Provided records below:

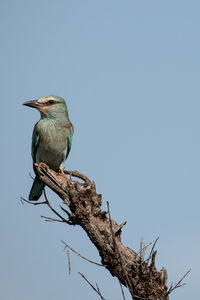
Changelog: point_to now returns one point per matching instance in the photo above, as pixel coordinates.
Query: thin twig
(151, 253)
(178, 284)
(92, 286)
(122, 290)
(30, 202)
(92, 262)
(55, 212)
(48, 219)
(69, 264)
(116, 248)
(114, 244)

End of Provided records.

■ Exercise directions: Each entry should be transcribed exactly as given, with pictures omitted.

■ Task output:
Changelog: point_to now returns one point per matching instance in the photo above, as pixel coordinates.
Query: thin twig
(151, 253)
(178, 284)
(92, 286)
(122, 290)
(30, 202)
(92, 262)
(55, 212)
(48, 219)
(69, 264)
(116, 248)
(114, 244)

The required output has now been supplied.